── GIVEN TEXT ──
At 06:55 AM 12/5/97 EST, David Bowman wrote:

Well, I was hoping that David Bowman would chime in, but I didn't expect the
bells to deafening. (:-) Like an elephant, it will take some time to digest
this. Let me begin at the end -- where I need to be sure that I have the
correct concept:
Dan:
"Moving apart" and "distance between them is getting bigger" are
synonymous, though neither is a "reason" in the causal sense.


David:
These concepts do not have to be synonomous. I think in the context in
which Jim was trying use these concepts is that he meant "moving apart"
to refer to motions that increase the separation between objects as
denominated in comoving coordinates (i.e. an increasing comoving coordinate
spatial separation with time), and he meant "distance between them is
getting bigger" as meaning that the physical proper spacelike geodesic
distance between the objects increases from one spacelike time slice to the
next spacelike time slice.

Yes this is what I was referring to -- and I don't know what lay language to
use -- Folks help me out here. As the rubber sheet expands the distance
between the ants grows, but the ants are walking too -- such that if the
expansion were to slow or stop, the ant-ant distance would still increase.
───
── DATA SHOWN ──
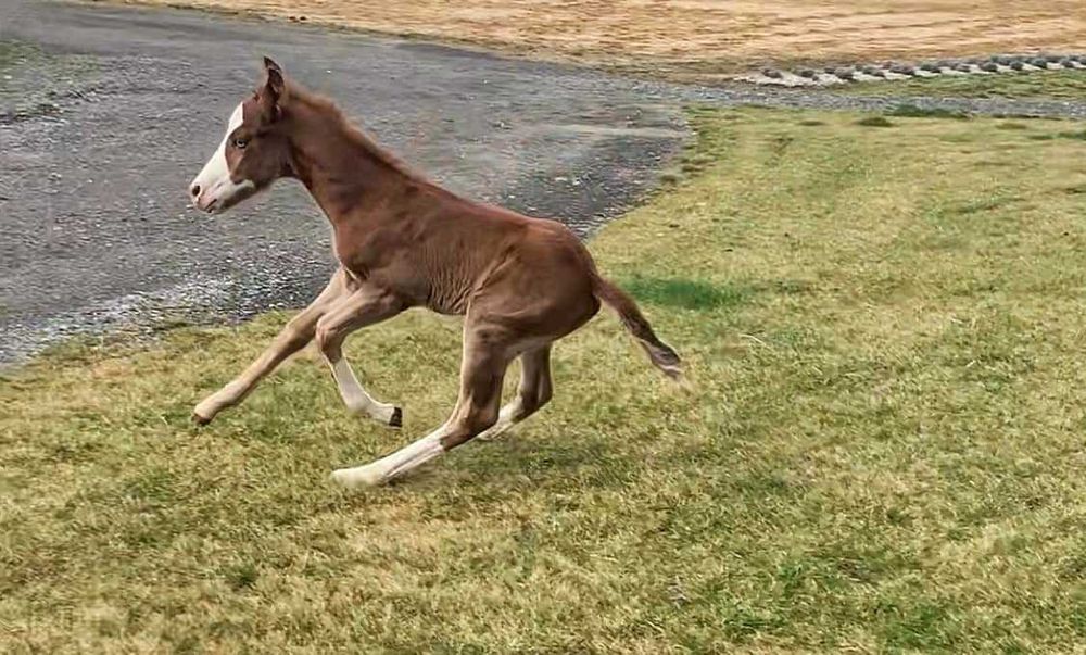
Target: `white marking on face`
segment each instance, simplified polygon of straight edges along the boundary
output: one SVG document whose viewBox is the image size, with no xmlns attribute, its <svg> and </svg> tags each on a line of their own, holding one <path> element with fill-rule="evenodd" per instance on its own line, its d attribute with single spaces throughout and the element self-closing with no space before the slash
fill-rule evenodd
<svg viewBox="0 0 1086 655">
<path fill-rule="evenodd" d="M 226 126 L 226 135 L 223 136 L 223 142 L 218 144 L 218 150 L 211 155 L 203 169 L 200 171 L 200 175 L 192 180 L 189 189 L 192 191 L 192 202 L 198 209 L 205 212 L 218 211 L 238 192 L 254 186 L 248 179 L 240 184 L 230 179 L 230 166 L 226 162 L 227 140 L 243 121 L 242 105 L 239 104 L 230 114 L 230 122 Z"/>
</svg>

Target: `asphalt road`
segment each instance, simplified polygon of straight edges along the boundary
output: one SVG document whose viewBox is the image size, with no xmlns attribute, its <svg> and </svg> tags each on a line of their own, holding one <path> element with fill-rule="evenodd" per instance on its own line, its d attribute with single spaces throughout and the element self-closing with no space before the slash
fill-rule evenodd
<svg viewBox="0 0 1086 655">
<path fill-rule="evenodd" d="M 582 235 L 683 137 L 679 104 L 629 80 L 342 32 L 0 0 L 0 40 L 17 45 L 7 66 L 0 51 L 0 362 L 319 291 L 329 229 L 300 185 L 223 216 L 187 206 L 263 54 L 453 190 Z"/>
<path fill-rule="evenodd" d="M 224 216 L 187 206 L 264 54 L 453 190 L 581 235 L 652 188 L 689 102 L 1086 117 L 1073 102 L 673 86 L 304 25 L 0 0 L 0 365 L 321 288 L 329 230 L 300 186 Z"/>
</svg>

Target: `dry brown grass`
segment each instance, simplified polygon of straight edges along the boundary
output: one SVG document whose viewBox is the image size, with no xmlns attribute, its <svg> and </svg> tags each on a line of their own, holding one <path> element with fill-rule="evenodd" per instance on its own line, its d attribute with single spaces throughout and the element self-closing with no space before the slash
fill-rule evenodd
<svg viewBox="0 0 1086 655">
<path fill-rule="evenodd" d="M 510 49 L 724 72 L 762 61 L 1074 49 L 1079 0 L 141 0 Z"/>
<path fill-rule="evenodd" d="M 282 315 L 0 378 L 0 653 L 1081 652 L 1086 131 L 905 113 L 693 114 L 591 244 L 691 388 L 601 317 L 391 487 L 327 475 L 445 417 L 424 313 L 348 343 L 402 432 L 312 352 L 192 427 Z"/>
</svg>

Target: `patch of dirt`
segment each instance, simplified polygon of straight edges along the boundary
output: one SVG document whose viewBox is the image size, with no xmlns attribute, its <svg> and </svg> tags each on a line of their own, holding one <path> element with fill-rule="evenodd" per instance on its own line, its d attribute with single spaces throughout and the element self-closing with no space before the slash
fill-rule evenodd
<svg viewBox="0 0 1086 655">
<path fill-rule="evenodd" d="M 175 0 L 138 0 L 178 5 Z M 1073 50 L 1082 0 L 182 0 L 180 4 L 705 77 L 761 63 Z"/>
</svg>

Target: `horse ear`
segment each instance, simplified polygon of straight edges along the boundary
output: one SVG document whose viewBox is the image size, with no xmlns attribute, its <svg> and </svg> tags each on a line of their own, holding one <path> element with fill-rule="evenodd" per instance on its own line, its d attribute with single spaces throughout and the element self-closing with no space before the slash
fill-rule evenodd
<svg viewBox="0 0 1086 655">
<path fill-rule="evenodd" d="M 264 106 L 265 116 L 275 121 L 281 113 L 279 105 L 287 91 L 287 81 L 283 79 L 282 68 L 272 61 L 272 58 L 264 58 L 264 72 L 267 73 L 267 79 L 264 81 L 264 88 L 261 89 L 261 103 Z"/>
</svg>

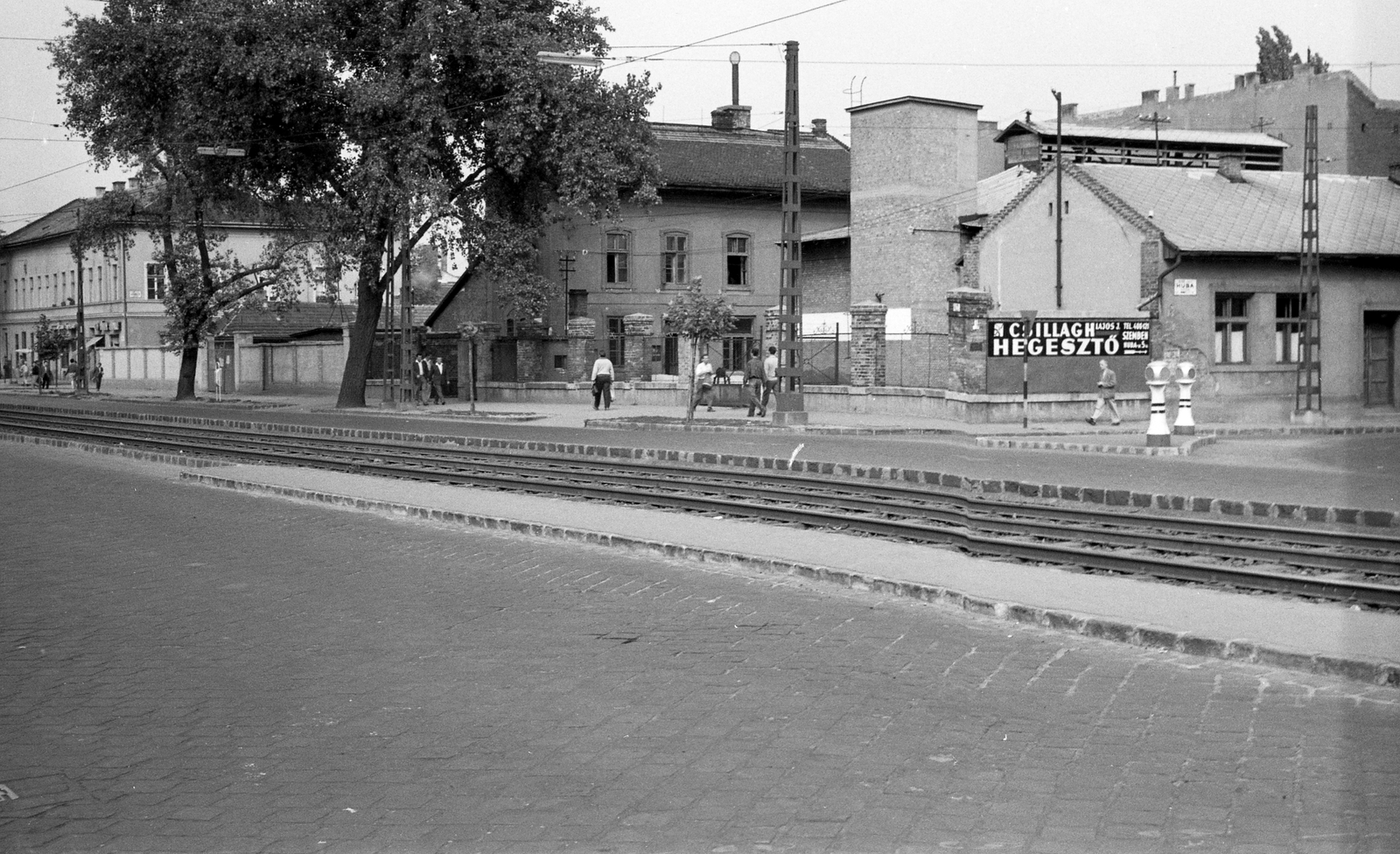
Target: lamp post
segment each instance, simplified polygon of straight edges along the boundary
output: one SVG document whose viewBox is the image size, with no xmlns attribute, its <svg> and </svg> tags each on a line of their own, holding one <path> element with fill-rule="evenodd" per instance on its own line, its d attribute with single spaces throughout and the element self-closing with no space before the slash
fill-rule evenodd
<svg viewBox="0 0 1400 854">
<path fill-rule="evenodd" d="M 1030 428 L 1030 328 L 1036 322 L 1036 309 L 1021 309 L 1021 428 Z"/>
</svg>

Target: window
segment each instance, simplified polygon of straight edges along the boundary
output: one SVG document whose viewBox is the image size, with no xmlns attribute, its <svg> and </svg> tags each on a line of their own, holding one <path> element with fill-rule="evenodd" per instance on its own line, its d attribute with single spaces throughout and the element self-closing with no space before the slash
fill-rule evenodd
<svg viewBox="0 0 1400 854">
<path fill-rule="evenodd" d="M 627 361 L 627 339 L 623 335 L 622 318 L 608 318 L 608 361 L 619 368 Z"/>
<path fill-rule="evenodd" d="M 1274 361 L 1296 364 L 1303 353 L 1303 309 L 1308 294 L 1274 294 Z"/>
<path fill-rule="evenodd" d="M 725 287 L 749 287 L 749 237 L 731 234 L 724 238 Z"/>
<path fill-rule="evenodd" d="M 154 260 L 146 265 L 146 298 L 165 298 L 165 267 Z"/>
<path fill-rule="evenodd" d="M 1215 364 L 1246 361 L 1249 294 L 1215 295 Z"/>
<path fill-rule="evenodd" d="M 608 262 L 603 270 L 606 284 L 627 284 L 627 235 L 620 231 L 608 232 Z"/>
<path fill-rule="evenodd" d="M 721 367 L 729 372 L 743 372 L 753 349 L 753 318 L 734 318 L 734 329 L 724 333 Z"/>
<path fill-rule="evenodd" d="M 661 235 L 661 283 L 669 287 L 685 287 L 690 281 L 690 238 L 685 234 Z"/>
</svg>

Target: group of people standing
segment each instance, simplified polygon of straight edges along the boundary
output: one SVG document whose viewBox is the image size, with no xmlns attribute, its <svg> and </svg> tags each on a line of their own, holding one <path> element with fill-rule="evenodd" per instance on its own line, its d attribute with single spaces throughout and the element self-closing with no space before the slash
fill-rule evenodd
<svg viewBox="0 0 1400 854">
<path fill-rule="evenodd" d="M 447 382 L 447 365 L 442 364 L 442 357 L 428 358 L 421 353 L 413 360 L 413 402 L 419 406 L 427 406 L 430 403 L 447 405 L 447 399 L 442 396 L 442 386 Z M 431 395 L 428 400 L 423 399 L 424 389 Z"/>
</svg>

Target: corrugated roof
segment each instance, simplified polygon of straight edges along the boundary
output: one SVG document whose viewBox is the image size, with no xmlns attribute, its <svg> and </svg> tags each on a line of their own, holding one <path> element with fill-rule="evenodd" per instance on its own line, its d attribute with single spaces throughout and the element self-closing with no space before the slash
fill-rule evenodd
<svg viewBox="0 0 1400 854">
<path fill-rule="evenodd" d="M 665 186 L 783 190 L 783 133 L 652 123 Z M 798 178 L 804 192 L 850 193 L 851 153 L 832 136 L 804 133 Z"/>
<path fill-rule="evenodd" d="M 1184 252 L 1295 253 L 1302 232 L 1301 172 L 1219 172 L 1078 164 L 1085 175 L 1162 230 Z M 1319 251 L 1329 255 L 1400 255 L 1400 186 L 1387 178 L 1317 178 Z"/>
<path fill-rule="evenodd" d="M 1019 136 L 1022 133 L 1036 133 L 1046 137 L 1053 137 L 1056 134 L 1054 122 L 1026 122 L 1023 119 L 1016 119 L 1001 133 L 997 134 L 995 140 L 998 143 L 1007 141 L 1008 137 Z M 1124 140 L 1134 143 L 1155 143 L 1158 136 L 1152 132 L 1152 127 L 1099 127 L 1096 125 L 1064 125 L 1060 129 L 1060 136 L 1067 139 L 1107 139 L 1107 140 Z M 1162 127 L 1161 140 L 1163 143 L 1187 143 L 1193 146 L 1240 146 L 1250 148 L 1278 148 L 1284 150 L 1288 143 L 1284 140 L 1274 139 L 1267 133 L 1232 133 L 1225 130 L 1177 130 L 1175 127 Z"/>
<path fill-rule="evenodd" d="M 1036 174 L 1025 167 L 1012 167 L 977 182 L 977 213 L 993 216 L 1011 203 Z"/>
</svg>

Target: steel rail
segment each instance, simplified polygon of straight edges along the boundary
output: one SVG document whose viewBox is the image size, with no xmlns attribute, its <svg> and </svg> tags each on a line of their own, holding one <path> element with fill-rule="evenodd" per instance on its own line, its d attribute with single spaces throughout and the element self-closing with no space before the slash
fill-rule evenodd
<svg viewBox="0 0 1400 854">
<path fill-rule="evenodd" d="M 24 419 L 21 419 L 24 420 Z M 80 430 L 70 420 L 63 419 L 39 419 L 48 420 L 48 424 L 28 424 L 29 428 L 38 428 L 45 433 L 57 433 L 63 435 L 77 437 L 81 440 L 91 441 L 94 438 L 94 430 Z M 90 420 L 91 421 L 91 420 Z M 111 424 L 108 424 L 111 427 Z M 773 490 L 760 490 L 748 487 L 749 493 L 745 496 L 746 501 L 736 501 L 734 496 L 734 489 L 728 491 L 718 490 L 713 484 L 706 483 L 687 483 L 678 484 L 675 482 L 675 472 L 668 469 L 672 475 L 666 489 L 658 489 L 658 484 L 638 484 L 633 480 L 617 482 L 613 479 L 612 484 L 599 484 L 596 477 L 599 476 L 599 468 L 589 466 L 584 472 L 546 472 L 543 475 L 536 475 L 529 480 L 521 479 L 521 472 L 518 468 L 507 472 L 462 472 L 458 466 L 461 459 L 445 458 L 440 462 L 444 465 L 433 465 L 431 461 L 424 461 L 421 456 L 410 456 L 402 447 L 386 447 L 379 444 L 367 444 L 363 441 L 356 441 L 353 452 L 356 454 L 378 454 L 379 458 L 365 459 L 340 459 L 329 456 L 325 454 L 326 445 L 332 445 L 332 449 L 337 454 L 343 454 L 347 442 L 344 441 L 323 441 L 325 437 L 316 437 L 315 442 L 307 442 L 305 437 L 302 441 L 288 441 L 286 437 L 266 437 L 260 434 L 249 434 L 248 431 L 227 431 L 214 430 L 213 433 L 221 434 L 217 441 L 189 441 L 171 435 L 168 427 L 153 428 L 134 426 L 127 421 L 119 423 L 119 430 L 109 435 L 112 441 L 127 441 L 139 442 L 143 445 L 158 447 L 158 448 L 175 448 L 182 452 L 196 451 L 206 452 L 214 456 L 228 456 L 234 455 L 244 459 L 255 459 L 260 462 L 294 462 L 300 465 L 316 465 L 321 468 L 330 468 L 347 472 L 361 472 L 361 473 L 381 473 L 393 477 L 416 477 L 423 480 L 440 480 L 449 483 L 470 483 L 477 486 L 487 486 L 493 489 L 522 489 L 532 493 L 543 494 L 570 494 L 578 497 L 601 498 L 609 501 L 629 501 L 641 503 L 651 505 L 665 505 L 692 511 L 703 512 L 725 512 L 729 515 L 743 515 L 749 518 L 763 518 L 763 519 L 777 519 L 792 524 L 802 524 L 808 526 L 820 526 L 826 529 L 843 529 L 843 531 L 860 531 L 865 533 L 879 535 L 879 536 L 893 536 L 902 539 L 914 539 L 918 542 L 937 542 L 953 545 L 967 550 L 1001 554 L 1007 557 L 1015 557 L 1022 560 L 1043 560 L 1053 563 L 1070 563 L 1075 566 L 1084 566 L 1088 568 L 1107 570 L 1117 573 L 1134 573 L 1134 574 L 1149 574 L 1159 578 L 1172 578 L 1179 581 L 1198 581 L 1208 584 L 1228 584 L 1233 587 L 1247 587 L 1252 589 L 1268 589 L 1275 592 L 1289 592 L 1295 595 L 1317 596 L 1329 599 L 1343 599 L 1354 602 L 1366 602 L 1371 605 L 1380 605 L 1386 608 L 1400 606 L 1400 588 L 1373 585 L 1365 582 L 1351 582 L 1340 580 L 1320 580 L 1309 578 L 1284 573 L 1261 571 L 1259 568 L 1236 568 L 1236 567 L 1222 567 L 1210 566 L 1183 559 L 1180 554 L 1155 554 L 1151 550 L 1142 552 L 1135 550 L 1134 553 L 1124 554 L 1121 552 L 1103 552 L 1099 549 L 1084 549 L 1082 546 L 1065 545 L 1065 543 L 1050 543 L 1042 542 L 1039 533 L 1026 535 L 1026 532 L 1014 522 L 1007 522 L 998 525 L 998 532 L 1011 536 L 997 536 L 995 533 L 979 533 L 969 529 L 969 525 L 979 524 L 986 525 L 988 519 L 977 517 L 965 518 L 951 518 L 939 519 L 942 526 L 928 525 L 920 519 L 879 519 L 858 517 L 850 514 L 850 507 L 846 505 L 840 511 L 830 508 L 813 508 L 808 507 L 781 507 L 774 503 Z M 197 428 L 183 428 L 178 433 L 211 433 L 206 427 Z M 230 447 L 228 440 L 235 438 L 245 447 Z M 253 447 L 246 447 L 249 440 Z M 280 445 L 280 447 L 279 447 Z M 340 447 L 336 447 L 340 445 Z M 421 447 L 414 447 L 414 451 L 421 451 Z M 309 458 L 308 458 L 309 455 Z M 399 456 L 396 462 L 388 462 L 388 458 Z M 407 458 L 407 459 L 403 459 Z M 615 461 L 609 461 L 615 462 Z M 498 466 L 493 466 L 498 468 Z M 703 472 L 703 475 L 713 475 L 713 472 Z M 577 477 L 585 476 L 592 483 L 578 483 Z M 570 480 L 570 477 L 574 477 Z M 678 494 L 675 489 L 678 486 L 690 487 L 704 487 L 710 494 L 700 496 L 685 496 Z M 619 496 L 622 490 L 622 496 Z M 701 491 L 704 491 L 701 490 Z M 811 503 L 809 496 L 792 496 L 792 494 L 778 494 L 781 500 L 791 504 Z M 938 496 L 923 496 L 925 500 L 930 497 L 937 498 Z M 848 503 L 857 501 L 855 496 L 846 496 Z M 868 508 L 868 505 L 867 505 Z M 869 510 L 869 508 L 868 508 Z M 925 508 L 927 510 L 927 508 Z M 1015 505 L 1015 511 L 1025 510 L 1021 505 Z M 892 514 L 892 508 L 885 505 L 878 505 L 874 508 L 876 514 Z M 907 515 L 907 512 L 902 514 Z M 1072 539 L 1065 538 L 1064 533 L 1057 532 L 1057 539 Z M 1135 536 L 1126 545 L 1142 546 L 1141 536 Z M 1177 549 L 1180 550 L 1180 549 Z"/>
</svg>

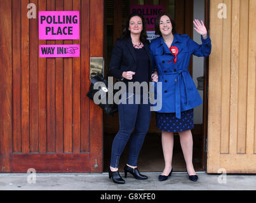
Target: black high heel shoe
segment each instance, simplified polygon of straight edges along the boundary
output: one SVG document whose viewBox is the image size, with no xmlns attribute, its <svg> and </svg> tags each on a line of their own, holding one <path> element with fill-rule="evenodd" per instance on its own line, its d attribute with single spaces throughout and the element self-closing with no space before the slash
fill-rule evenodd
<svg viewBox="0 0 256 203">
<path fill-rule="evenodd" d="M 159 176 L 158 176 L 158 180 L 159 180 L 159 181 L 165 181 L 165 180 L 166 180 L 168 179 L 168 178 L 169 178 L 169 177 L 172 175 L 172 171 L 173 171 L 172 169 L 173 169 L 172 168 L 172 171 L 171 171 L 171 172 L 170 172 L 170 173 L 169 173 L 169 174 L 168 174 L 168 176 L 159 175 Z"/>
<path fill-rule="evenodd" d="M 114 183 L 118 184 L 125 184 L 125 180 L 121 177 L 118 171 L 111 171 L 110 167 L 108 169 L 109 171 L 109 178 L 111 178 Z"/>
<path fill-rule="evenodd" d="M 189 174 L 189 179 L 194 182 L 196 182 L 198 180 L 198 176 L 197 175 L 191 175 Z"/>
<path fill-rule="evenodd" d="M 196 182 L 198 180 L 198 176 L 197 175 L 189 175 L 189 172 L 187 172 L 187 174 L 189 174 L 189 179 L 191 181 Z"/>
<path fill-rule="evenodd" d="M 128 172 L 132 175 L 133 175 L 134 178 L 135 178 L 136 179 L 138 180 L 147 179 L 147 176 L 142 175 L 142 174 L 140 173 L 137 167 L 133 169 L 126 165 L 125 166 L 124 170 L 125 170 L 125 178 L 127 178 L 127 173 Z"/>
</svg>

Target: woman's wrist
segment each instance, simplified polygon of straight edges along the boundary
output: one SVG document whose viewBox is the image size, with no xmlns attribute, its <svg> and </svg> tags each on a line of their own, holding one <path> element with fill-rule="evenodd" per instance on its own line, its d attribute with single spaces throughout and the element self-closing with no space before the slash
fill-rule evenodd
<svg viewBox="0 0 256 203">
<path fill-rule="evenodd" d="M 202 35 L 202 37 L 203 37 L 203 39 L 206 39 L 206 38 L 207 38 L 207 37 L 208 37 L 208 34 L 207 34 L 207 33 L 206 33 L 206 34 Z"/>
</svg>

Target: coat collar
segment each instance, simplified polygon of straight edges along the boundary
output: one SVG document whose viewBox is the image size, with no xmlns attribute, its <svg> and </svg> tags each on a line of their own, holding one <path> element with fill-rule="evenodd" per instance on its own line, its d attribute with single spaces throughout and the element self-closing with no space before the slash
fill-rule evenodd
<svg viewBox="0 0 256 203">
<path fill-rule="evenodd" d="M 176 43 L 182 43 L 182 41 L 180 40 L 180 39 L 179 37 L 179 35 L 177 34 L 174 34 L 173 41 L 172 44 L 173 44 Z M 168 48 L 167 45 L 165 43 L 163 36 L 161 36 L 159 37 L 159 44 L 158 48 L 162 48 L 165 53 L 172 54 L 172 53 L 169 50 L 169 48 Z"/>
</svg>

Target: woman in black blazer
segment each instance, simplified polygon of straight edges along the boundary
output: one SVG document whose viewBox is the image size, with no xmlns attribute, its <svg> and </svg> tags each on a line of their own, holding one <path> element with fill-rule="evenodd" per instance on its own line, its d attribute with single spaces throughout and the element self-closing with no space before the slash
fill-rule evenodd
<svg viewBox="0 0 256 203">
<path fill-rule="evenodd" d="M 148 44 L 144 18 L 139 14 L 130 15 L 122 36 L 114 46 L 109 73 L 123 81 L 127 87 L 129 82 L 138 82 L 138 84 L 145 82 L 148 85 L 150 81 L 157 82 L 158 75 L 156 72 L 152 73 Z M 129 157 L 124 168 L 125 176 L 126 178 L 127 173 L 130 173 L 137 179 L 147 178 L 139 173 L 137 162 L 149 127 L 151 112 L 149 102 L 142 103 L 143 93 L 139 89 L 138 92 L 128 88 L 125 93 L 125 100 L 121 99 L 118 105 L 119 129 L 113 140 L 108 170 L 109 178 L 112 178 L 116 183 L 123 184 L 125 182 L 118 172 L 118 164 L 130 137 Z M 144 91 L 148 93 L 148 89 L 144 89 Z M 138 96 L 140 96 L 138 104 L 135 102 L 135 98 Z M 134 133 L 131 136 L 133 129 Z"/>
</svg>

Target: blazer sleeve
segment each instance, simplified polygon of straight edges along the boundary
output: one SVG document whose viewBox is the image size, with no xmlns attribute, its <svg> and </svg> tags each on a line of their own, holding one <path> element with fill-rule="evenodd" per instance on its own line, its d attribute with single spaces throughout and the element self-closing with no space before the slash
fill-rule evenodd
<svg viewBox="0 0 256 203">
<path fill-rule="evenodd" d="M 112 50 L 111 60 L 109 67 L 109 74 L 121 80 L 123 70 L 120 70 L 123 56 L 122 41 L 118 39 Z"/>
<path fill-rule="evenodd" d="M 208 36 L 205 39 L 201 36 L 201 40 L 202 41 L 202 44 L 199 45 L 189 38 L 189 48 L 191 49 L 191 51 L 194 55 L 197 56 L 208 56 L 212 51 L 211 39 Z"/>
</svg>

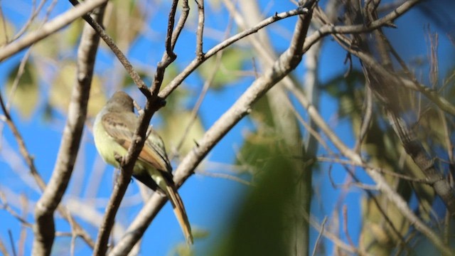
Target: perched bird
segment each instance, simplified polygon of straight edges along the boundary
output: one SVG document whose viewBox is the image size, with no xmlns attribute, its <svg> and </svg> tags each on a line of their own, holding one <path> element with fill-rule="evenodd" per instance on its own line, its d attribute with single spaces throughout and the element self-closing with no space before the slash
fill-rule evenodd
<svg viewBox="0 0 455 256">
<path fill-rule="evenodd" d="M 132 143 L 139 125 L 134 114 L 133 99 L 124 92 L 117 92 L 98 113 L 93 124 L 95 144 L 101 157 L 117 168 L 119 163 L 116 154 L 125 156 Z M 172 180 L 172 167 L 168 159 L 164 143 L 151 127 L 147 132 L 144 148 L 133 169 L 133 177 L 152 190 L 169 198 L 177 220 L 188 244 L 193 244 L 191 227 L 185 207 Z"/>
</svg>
───
**JOB:**
Please list every distinct personal name that appears in the physics email above, giving each one once in the form the email uses.

**CORRECT OUTPUT:**
David Bowman, Dan, David, Jim